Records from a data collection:
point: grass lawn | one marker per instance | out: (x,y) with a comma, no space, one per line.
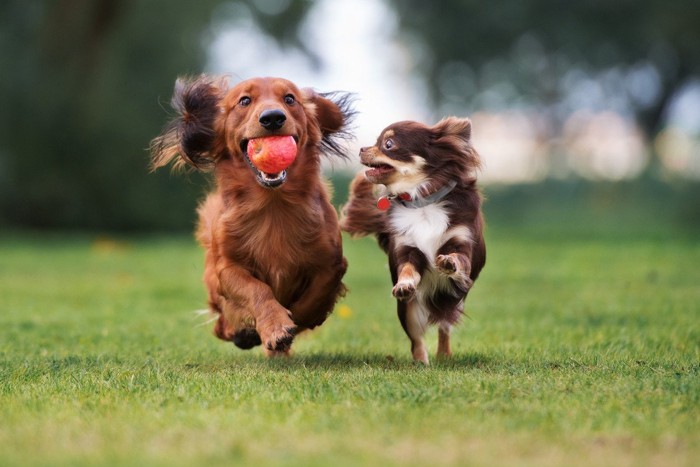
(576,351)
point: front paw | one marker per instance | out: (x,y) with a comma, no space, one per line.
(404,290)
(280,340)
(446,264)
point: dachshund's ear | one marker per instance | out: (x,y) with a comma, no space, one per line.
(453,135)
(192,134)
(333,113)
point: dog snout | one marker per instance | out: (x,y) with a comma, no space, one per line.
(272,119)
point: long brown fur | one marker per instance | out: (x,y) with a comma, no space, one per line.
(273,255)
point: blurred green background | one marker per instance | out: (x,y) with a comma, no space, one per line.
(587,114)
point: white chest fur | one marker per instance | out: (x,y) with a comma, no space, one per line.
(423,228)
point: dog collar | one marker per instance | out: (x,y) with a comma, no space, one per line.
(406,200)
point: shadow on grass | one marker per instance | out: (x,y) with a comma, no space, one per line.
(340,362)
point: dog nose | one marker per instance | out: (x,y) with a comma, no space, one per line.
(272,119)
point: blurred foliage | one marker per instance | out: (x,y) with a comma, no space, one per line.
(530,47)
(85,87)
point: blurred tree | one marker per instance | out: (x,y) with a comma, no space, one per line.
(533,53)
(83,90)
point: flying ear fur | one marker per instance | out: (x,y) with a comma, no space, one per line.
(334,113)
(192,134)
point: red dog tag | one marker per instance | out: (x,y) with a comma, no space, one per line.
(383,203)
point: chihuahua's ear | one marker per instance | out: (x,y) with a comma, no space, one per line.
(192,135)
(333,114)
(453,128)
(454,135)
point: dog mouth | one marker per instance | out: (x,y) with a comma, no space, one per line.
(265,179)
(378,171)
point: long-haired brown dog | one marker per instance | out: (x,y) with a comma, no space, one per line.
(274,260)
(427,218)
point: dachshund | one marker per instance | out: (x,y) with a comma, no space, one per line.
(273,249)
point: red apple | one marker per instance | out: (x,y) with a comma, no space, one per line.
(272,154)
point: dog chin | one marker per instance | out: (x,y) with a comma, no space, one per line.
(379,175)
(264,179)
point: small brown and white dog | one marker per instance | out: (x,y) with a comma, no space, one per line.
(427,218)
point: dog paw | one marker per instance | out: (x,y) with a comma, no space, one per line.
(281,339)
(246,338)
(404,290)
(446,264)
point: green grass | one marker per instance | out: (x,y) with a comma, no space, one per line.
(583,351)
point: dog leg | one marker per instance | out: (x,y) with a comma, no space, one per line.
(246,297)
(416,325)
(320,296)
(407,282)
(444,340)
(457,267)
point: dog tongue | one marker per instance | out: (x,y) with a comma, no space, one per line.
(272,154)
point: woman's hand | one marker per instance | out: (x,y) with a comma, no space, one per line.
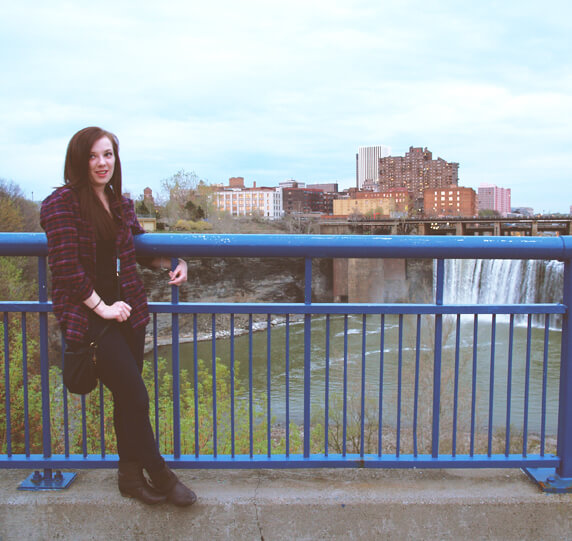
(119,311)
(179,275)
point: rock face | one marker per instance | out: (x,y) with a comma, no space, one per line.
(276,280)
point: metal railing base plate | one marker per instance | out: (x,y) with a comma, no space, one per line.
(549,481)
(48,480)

---

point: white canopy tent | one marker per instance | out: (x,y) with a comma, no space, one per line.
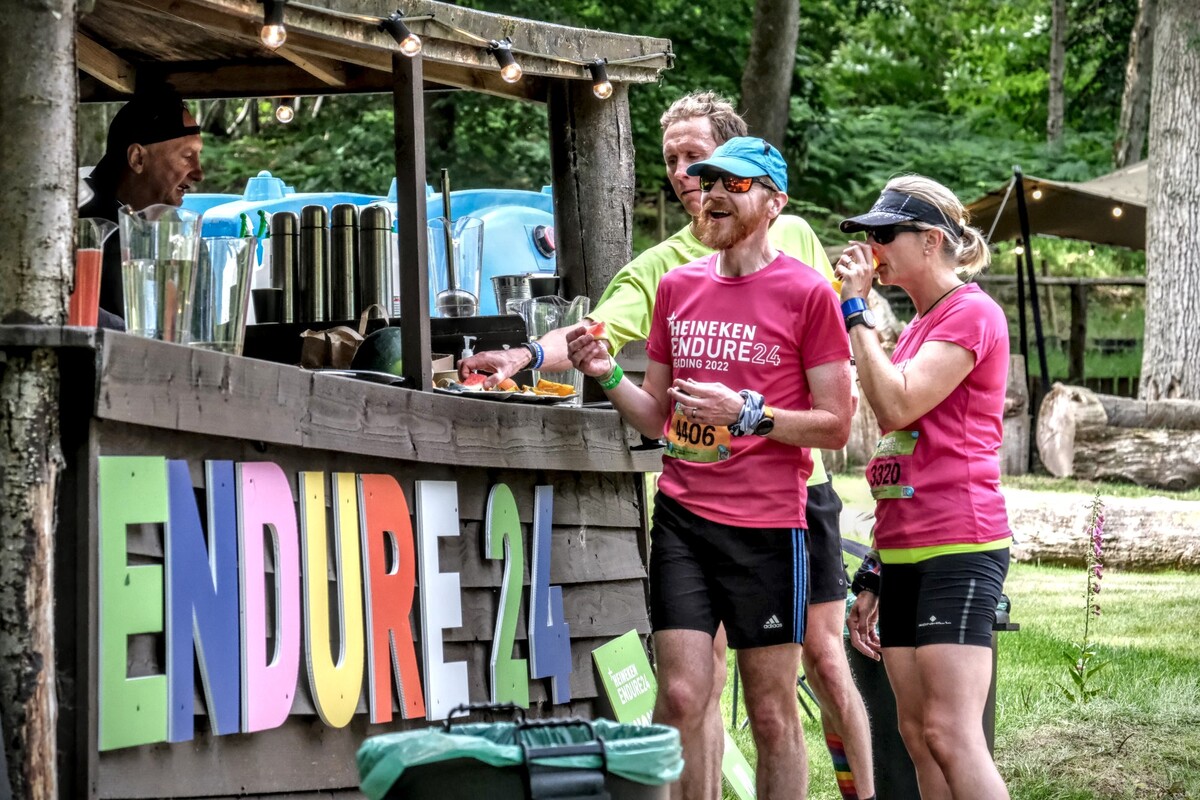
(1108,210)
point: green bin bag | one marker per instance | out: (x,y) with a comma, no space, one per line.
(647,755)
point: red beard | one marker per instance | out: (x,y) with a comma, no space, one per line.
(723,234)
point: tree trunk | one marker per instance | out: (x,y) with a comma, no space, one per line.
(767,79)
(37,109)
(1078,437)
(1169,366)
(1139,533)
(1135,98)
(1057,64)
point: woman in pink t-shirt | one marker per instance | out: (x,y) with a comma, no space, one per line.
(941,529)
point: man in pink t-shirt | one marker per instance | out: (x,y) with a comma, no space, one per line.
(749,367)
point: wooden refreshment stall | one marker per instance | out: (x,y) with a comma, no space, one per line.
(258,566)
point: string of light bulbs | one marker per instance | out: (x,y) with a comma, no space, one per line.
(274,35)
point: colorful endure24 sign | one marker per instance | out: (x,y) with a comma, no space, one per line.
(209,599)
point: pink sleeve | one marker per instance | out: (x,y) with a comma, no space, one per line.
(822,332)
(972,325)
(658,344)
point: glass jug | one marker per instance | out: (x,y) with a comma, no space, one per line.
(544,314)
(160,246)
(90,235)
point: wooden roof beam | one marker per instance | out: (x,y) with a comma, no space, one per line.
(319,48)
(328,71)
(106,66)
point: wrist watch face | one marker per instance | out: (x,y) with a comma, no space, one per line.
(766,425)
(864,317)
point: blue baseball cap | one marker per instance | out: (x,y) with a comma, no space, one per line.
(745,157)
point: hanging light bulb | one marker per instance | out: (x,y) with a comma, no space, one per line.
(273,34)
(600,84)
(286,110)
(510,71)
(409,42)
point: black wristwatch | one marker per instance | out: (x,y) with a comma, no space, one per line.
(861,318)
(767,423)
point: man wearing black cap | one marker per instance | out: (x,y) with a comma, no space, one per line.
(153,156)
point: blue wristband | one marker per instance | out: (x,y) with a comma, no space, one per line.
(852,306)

---

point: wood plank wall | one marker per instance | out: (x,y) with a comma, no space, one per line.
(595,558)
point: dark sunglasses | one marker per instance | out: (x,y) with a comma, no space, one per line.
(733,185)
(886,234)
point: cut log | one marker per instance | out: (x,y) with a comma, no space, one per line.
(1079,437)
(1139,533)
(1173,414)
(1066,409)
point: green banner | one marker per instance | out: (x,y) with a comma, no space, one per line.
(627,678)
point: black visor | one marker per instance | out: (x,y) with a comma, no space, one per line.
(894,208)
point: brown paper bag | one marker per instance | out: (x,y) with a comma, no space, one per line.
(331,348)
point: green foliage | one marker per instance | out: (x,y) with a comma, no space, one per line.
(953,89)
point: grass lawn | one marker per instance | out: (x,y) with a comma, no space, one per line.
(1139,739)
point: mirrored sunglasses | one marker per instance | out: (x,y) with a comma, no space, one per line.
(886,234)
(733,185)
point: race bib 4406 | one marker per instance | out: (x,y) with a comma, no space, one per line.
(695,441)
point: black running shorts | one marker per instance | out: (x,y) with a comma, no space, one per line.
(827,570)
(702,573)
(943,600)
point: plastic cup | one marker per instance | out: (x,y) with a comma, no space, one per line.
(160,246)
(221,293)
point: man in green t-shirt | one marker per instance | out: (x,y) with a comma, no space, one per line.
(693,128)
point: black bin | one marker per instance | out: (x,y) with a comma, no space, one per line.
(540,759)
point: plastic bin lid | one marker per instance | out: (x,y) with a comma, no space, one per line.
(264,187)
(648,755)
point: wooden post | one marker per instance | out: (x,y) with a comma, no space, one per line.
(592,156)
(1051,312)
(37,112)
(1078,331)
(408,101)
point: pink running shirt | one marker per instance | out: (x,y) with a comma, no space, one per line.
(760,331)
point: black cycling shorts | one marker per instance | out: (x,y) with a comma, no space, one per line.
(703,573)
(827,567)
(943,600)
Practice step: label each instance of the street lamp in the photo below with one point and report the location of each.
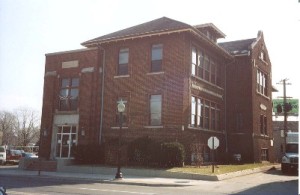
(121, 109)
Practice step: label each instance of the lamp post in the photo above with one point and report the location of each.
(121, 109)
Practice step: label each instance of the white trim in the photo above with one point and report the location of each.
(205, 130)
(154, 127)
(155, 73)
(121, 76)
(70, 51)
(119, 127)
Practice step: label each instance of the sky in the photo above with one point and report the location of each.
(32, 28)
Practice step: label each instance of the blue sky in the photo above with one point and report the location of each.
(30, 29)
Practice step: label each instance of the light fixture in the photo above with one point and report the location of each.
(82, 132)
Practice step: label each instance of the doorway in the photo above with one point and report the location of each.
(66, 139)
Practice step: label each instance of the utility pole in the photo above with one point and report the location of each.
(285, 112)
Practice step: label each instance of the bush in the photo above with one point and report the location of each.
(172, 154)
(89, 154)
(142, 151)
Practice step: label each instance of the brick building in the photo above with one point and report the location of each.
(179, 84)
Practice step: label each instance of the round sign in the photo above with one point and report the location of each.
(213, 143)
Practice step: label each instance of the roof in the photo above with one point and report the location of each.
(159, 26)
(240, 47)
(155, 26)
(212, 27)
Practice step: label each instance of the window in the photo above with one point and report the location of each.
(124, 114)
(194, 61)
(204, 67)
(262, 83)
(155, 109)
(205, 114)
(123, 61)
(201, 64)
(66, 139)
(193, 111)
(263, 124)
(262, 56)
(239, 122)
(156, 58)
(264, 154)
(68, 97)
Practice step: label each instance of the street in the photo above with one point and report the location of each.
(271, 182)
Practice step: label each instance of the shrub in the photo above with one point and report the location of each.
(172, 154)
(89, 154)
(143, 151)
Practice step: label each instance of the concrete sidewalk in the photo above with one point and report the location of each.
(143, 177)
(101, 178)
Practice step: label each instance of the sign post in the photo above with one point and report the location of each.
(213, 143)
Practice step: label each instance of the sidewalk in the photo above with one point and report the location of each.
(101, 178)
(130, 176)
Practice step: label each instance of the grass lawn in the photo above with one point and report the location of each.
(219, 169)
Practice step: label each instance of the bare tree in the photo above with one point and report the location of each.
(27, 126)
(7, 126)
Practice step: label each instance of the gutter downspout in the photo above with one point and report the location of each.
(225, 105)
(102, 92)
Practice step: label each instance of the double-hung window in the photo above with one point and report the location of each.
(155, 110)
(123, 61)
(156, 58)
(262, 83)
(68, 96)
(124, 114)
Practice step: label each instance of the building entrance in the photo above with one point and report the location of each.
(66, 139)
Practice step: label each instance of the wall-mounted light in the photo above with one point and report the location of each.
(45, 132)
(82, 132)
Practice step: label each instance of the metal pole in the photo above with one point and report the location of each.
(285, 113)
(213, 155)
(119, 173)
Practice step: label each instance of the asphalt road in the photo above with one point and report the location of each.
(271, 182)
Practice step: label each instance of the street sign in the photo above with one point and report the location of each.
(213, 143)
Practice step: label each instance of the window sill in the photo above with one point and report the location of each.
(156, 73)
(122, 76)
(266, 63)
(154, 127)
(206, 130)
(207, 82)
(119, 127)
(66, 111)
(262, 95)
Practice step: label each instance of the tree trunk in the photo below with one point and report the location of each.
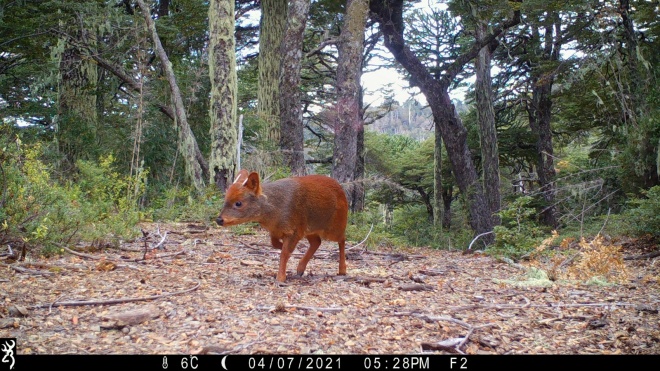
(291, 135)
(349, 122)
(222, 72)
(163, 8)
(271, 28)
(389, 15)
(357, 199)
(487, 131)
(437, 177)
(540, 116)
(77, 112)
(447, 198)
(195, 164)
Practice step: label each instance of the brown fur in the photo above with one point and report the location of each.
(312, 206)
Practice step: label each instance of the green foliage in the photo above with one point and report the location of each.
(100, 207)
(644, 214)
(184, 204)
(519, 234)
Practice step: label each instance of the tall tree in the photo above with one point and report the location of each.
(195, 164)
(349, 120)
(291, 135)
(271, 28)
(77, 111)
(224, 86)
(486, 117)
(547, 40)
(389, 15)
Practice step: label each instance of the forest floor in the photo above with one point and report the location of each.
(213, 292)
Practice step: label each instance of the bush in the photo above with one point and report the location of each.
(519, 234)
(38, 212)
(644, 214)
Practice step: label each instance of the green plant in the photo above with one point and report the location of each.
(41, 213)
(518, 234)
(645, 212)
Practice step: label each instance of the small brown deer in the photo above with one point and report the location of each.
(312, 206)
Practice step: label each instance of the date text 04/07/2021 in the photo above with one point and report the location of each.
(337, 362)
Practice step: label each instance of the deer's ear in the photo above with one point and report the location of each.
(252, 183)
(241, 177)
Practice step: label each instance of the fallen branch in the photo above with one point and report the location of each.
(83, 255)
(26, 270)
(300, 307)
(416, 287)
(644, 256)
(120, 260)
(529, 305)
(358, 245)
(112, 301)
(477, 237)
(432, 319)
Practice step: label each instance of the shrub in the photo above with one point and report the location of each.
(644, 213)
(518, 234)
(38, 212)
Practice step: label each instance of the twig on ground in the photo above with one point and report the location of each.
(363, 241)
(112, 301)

▸ **Task goal**: Collect every line from the data above that contains the word "wooden", and list those lines.

▸ **Answer**:
point: wooden refreshment stall | one marker per instance | out: (x,y) with a comma, no space, one per line.
point: wooden roof beam | one marker per instance | out: (x,y) with a comma, no space, one per line.
point: wooden post | one marker per instance | out: (x,y) with a comma, no space, one per line.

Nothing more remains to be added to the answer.